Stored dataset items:

· · · · · · ·

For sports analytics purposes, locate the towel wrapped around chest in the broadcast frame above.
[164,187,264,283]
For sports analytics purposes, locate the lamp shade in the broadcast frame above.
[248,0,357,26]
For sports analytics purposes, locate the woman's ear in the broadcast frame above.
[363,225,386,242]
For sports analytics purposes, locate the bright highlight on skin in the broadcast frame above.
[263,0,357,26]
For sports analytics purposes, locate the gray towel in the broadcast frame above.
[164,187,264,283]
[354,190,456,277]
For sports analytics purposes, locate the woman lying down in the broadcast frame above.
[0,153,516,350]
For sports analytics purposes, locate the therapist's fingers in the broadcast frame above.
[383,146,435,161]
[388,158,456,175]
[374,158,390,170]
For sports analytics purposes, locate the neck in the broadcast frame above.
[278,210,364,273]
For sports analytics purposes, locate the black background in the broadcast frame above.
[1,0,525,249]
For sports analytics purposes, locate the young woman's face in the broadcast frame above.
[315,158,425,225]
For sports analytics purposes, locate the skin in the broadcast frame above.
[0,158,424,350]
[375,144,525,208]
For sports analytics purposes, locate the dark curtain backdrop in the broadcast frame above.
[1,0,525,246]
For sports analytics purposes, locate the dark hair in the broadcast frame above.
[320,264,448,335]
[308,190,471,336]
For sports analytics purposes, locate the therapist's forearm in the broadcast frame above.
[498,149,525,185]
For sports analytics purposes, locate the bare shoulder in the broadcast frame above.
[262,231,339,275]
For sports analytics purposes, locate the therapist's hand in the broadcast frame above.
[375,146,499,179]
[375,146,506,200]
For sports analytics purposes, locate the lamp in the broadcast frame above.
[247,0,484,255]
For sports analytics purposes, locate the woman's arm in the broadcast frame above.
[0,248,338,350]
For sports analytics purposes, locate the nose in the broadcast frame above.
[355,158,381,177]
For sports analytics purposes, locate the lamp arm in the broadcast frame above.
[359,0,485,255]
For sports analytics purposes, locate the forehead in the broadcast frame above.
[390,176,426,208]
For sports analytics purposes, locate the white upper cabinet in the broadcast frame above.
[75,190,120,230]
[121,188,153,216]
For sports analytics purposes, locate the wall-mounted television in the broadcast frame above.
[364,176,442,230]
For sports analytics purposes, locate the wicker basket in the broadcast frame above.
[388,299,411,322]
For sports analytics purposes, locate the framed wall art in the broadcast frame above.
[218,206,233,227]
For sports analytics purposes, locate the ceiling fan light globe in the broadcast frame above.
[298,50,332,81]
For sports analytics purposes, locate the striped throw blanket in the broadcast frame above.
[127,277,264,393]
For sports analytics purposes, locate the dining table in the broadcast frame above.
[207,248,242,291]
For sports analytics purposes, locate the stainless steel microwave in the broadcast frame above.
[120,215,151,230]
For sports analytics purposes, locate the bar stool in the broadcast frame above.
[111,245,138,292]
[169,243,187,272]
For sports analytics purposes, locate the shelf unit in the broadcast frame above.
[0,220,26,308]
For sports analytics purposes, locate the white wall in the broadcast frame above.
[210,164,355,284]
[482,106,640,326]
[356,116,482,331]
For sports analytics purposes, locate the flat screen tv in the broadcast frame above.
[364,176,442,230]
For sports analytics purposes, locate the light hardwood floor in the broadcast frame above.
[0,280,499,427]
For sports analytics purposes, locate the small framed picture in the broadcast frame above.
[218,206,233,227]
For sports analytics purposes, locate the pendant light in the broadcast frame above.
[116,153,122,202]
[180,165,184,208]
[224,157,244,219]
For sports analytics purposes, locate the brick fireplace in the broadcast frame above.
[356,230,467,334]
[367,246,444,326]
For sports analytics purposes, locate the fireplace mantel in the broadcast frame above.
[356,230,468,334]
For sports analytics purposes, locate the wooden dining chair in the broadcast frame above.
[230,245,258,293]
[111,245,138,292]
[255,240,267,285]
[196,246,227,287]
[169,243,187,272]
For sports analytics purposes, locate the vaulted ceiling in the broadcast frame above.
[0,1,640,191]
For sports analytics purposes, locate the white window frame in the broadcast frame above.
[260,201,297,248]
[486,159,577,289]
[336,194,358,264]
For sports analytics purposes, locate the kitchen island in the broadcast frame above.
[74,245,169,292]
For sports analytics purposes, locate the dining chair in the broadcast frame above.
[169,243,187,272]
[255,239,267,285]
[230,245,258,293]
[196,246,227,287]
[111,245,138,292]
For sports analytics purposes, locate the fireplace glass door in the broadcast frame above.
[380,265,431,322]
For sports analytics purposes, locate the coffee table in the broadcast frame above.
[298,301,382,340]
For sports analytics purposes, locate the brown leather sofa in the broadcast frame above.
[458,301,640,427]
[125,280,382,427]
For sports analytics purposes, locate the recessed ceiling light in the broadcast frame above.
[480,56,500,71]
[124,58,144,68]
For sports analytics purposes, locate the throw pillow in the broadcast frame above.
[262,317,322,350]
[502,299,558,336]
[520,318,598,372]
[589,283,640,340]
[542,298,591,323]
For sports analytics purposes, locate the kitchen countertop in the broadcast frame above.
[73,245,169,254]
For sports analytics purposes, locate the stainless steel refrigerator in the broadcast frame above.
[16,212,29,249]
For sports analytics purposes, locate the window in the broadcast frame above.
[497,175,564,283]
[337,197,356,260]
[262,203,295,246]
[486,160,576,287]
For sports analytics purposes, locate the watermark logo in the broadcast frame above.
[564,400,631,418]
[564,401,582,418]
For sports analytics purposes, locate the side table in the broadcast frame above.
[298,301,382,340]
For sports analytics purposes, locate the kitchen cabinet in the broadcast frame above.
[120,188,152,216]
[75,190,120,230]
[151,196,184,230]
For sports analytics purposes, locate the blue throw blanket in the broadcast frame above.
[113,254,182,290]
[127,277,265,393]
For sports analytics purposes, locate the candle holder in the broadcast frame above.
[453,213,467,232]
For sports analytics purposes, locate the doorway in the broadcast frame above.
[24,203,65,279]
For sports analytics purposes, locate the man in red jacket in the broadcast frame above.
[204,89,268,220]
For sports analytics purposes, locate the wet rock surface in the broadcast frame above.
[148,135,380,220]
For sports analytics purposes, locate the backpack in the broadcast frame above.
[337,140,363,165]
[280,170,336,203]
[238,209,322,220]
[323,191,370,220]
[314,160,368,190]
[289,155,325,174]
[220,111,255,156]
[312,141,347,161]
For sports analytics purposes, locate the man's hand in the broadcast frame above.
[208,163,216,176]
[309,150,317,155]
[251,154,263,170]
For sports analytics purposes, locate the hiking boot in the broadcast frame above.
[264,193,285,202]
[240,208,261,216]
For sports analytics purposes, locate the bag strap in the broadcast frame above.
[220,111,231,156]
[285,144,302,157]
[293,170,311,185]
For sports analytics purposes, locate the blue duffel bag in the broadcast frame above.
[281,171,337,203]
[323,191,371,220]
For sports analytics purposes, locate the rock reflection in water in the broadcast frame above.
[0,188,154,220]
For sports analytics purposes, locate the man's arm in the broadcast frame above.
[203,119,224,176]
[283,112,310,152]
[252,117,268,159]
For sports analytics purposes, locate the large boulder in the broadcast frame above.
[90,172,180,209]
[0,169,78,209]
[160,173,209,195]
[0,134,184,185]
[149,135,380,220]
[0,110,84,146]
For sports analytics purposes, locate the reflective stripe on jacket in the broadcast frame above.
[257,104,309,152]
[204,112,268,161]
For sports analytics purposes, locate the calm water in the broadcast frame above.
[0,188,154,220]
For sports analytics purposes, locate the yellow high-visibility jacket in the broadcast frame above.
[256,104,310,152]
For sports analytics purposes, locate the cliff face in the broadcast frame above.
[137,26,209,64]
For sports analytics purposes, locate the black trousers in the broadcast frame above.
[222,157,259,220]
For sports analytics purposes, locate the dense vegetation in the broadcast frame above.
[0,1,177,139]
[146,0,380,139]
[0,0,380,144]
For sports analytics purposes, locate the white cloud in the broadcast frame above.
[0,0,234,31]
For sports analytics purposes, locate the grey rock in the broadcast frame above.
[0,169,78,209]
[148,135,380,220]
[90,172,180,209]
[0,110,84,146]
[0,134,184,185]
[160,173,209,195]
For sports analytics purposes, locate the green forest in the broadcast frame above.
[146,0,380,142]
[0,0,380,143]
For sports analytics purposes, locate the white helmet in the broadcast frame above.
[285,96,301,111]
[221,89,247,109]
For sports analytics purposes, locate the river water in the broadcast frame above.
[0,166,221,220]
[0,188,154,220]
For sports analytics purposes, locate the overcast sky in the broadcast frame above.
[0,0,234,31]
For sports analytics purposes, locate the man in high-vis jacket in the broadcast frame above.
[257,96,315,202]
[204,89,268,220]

· · · · · · ·

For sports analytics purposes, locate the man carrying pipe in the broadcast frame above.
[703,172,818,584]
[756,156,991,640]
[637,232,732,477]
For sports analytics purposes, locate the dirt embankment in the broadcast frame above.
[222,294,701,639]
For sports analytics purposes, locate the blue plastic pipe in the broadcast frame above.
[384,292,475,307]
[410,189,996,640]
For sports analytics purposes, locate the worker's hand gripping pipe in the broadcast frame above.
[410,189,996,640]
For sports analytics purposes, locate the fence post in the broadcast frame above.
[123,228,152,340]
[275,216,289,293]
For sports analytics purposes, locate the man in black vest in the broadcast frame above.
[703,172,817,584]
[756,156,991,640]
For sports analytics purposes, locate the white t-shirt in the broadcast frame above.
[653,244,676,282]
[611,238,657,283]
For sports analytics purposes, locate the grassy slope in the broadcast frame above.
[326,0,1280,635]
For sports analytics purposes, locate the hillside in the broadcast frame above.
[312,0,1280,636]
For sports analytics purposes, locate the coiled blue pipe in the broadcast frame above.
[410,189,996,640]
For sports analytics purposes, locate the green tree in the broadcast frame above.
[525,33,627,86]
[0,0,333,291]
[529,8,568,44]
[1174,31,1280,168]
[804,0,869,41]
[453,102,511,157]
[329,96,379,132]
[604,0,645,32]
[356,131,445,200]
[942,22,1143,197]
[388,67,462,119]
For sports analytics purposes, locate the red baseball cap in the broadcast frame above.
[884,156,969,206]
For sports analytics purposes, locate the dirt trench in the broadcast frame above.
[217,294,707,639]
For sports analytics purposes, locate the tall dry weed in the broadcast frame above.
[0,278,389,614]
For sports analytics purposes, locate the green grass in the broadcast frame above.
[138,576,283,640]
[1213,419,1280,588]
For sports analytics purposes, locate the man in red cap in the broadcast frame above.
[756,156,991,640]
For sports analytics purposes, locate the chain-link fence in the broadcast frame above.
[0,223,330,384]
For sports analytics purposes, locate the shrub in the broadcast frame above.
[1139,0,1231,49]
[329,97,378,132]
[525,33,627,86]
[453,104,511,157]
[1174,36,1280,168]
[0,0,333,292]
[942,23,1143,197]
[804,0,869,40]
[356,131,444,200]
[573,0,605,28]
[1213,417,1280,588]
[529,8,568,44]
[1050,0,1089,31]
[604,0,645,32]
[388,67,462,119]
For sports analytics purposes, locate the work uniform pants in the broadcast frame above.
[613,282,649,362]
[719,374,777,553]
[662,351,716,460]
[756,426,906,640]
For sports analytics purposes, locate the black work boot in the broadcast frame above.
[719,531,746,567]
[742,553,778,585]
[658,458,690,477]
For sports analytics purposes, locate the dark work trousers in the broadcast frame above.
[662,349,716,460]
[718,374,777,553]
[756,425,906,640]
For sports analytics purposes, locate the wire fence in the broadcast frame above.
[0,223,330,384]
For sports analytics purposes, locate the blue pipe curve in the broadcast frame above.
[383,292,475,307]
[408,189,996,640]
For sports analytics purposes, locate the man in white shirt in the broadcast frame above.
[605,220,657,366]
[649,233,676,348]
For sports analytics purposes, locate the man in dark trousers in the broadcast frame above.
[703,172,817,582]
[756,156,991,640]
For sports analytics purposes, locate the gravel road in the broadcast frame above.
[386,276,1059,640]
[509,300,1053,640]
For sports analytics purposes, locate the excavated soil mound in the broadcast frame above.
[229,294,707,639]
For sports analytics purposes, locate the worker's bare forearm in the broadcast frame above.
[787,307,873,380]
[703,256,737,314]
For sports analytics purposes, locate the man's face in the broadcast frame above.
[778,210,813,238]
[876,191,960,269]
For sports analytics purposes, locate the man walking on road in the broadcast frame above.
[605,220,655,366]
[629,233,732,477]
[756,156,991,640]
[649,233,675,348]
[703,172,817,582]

· · · · · · ·

### Work required
Can you filter the listing down to only the lines that contain the string "wall"? Matching is case-sensitive.

### Task result
For sports analytics purposes, locate the wall-mounted television in the broadcast frame above.
For sports analytics purposes, locate the framed wall art in the broadcast frame above.
For sports analytics purposes, locate the white wall in the broadcast frame above.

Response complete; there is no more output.